The task: Scan the entries below for the string "parked" and copy every line where it turns up.

__________________________________________________

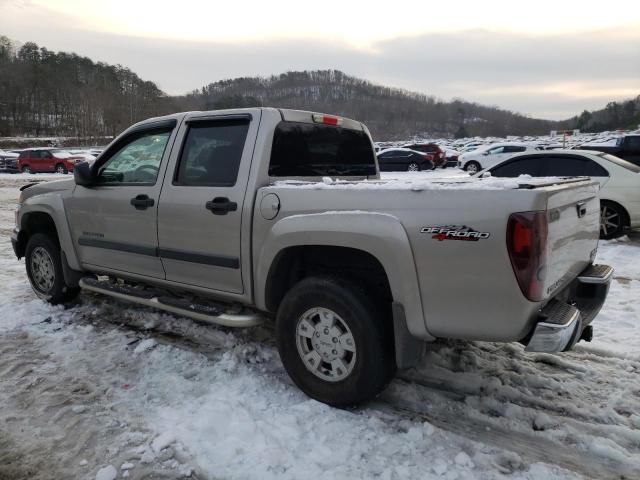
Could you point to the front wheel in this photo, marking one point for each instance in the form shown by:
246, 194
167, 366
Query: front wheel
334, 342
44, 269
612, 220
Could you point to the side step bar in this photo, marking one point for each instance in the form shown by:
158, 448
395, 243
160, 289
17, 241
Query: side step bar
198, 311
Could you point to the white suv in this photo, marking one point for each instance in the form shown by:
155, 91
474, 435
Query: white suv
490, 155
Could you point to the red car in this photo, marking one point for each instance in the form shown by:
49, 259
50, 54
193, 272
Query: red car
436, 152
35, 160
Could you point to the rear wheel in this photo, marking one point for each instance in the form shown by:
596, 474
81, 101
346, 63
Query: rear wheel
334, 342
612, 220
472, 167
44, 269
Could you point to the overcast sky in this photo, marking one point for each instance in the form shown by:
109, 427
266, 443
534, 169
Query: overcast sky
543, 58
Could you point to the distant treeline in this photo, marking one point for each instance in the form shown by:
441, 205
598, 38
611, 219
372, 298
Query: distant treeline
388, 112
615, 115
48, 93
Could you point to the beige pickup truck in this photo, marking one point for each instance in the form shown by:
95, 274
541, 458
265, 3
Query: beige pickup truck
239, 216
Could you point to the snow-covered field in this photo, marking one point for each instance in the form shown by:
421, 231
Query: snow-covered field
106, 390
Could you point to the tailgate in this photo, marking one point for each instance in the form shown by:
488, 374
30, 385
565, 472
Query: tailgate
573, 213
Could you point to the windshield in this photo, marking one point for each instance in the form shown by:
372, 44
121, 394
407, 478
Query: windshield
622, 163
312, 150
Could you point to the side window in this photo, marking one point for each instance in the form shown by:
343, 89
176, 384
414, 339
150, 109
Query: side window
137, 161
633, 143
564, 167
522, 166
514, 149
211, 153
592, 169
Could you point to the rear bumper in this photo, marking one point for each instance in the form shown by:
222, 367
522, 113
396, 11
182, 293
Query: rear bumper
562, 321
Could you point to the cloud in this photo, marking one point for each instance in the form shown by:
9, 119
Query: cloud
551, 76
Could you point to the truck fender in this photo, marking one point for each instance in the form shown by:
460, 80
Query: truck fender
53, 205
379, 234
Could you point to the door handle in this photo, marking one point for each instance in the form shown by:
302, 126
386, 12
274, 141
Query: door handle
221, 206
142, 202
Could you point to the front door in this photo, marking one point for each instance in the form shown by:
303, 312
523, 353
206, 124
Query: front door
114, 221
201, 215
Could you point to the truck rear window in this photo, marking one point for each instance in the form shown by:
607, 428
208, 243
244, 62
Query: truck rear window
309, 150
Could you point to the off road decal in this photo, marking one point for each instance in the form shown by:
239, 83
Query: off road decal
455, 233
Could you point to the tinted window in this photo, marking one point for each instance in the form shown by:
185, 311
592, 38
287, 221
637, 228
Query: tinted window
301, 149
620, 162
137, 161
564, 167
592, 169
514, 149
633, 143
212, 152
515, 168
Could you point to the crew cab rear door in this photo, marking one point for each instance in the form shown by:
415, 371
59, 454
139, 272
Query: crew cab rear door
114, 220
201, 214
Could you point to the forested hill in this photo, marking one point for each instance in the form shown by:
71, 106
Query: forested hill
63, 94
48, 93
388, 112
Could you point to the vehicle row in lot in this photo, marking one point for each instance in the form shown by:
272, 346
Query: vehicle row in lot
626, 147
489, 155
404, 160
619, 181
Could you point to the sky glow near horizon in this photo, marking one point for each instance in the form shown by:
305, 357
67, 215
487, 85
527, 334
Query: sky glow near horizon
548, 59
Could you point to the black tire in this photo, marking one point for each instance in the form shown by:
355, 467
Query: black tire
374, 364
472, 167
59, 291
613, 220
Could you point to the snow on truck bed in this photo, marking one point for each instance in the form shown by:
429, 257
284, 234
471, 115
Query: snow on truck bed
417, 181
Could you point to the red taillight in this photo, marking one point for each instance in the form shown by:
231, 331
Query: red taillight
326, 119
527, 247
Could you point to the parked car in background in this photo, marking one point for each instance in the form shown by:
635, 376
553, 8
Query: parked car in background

__________________________________________________

Finished exercise:
Could you point to the parked car in background in this photo, marking one point for each instance in the form shown by:
Query: parked car in background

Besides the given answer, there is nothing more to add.